"""
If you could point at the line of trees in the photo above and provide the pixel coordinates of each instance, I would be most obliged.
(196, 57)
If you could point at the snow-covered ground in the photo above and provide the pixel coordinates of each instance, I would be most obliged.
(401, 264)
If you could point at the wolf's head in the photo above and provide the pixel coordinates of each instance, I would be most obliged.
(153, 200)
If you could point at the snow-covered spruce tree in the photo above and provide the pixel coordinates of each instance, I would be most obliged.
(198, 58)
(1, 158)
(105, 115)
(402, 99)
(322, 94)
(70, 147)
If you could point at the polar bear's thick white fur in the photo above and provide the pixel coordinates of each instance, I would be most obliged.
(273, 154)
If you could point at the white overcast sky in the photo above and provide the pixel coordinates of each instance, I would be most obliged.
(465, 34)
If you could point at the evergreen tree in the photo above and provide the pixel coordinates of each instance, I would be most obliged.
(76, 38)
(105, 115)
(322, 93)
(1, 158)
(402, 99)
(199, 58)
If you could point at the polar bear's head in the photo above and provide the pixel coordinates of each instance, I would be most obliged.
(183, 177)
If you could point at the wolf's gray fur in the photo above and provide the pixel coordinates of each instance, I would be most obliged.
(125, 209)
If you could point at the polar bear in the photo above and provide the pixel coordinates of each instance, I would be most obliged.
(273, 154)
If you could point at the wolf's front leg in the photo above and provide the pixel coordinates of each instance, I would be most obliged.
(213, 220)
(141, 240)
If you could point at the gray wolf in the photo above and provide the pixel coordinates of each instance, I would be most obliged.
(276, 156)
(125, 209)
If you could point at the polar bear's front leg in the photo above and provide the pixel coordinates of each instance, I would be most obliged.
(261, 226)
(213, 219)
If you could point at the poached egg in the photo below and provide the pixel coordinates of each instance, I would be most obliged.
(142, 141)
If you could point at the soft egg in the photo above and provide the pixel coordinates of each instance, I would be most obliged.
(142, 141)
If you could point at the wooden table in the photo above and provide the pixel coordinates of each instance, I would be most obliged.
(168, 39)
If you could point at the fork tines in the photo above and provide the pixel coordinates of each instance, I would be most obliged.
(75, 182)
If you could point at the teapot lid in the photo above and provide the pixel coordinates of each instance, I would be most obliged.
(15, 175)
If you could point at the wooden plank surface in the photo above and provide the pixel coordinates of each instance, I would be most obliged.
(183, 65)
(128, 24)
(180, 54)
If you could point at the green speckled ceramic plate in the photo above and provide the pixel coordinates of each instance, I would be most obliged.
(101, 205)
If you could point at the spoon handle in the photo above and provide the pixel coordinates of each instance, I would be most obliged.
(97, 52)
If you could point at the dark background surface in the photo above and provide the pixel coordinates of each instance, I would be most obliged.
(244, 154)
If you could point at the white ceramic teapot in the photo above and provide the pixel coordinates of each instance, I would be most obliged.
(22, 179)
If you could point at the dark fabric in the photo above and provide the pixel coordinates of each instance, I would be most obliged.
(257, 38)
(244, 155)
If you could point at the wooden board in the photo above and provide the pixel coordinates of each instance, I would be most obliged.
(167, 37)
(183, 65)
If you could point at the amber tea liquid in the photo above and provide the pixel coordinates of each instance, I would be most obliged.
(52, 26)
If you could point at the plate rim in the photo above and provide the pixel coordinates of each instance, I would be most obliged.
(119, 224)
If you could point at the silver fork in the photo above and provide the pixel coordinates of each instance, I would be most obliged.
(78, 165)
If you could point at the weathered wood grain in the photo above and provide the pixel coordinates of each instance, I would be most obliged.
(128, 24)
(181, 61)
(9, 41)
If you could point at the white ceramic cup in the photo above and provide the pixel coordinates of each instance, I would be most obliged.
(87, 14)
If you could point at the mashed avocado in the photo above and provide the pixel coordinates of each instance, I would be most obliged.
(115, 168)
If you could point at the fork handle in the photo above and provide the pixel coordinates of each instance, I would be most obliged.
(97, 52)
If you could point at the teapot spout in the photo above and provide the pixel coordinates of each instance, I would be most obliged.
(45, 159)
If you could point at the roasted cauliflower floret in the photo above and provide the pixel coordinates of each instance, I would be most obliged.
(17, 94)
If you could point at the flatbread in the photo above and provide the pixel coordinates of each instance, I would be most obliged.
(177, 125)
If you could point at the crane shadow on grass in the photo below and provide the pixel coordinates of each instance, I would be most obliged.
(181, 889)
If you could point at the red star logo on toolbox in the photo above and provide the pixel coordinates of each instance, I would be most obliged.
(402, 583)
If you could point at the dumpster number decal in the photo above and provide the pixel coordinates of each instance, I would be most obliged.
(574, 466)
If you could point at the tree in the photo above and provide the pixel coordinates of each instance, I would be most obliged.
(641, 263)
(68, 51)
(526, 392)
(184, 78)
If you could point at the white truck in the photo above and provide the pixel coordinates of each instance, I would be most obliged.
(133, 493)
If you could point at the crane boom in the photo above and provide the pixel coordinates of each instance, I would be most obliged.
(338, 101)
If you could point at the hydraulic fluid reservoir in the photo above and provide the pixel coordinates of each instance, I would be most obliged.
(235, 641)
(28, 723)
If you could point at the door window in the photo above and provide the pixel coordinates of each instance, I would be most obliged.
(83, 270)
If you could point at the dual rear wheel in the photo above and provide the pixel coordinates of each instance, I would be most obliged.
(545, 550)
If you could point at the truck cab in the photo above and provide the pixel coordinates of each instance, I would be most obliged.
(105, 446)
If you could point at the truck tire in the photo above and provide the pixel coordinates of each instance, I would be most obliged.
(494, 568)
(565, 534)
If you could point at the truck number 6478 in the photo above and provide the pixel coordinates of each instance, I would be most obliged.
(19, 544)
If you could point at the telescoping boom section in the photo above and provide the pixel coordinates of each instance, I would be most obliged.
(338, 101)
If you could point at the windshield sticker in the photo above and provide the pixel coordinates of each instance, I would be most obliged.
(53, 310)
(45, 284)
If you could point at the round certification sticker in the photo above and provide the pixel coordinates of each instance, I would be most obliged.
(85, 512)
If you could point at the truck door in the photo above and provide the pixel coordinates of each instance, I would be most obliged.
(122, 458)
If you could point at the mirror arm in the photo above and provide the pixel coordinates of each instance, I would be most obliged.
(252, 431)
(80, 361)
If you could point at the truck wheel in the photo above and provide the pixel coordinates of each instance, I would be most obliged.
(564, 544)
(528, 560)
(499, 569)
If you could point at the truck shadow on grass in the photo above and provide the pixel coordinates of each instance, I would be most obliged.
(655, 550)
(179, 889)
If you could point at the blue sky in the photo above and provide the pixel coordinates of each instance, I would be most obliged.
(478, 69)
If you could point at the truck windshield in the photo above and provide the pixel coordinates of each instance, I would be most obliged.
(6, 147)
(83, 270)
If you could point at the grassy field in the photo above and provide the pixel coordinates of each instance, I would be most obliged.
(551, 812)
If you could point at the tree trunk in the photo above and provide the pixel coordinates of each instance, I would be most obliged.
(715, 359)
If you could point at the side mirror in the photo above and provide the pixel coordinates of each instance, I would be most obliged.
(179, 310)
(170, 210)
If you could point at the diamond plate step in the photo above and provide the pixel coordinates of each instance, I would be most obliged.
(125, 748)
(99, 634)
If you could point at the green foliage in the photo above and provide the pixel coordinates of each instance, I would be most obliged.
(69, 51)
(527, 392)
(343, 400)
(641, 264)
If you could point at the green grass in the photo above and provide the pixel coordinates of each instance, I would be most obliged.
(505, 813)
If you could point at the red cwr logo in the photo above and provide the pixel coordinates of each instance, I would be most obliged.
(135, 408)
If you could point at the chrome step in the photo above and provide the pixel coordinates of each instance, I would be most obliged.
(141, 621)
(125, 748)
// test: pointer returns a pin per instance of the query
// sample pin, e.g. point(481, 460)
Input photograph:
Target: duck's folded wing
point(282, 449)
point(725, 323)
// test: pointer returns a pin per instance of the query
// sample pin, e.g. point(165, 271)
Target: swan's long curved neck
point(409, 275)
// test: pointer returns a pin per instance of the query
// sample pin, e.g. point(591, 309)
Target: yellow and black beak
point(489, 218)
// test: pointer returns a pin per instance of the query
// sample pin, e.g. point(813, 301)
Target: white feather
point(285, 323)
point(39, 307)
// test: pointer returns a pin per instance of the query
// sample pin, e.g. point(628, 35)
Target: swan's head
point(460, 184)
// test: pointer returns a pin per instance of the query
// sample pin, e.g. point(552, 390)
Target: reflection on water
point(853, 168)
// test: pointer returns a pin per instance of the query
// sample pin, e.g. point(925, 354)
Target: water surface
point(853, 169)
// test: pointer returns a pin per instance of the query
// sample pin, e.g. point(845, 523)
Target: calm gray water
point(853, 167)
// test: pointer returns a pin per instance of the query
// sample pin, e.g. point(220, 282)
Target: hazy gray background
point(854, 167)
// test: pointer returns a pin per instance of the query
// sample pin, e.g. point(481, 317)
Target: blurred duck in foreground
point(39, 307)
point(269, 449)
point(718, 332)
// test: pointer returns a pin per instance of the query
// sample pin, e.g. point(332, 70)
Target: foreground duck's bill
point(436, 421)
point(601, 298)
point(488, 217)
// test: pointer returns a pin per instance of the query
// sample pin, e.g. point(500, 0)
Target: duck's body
"""
Task requirements —
A bare number is the whole answer: how many lines in the listing hold the string "sample".

Solution for this problem —
12